(ИСХОДНЫЙ ТЕКСТ):
────────────────────
Сказанное выиграет в ясности и силе при ближайшем анализе ст. 60 (44) проекта, к которой мы теперь и обращаемся. В первой редакции статья была формулирована так:

Право на неустойку, при отсутствии в договоре более точного указания, возникает, если должник не исполнит своего обязательства в установленный в договоре срок или вообще впадет в просрочку или совершит действие, которое он обязался не совершать.

Ввиду, впрочем, явной бесцельности подчеркнутых мною слов*(616), эти слова во второй редакции выпущены, и ст. 44 (II) теперь гласит:

Право на неустойку, при отсутствии в договоре более точного указания, возникает со времени просрочки должника или совершения им того действия, которое он обязался не совершать.

Но и в исправленном виде данная норма вызывает возражения. Во-первых, к чему оговорка: "при отсутствии более точного указания"? Разве и без того неизвестно, что в области неустойки мы, вообще говоря, стоим на почве диспозитивности норм?*(617). Не хотят же редакторы сказать, что в вопросе, нормированном, положим, в ст. 62 (46), стороны не вправе автономно регулировать свои отношения по неустойке еще как-нибудь иначе. А между тем формулировка ст. 60 (44) способна вызвать именно это представление, т. е. опять как раз то, чего законодатель особенно тщательно старался избежать.
────────────────────
(ЗАДАНИЯ):
1. Ответьте на вопросы по тексту о неустойке:
(a) Какую статью проекта разбирает автор?
(b) Почему подчёркнутые автором слова выпущены во второй редакции?
(c) С какого времени, согласно второй редакции, возникает право на неустойку?
2. Пожалуйста, воспроизведите дословно отрывок из текста о неустойке: начните со слов «Ввиду, впрочем, явной» и остановитесь после слов «тщательно старался избежать.».
Приведённый далее материал для работы не нужен.
────────────────────
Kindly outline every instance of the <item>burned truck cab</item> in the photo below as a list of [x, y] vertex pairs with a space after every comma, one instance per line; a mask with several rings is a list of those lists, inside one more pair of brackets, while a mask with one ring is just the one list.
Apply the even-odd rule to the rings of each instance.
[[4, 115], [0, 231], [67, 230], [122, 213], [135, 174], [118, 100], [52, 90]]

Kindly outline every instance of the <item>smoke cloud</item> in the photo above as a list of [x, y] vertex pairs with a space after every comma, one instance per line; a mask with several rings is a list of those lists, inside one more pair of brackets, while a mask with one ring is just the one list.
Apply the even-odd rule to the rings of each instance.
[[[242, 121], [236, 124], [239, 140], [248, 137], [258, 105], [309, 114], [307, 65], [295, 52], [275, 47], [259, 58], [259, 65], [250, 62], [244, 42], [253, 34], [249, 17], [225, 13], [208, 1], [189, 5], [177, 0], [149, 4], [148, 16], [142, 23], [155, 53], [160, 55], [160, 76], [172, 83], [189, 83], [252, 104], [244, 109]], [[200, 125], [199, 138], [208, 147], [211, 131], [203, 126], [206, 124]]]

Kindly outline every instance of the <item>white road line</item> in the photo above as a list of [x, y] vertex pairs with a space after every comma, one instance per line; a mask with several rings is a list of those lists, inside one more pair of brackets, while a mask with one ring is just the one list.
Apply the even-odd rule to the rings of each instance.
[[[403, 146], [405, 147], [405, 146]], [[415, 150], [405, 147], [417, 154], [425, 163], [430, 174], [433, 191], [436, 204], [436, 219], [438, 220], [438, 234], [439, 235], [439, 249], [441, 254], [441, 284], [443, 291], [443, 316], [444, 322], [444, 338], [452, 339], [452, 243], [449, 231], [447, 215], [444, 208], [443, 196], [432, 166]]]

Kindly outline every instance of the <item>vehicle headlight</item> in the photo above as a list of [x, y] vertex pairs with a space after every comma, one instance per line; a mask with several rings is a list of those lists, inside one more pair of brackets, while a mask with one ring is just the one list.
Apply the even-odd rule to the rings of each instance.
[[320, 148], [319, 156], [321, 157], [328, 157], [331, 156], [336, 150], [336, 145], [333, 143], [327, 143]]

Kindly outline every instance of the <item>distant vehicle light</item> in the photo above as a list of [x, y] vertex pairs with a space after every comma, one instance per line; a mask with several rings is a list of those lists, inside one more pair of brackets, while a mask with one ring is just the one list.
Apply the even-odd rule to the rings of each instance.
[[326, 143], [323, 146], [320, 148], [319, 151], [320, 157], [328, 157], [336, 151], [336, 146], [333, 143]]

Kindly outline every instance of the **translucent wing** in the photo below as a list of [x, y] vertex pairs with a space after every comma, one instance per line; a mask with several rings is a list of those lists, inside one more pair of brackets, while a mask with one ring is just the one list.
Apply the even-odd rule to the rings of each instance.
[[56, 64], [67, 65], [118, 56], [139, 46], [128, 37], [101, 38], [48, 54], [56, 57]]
────────────────────
(ПИСЬМЕННЫЕ ОТВЕТЫ):
1.
(a) Статью 60 (44) проекта.
(b) Ввиду их явной бесцельности.
(c) Со времени просрочки должника или совершения им того действия, которое он обязался не совершать.

2.
Ввиду, впрочем, явной бесцельности подчеркнутых мною слов*(616), эти слова во второй редакции выпущены, и ст. 44 (II) теперь гласит:

Право на неустойку, при отсутствии в договоре более точного указания, возникает со времени просрочки должника или совершения им того действия, которое он обязался не совершать.

Но и в исправленном виде данная норма вызывает возражения. Во-первых, к чему оговорка: "при отсутствии более точного указания"? Разве и без того неизвестно, что в области неустойки мы, вообще говоря, стоим на почве диспозитивности норм?*(617). Не хотят же редакторы сказать, что в вопросе, нормированном, положим, в ст. 62 (46), стороны не вправе автономно регулировать свои отношения по неустойке еще как-нибудь иначе. А между тем формулировка ст. 60 (44) способна вызвать именно это представление, т. е. опять как раз то, чего законодатель особенно тщательно старался избежать.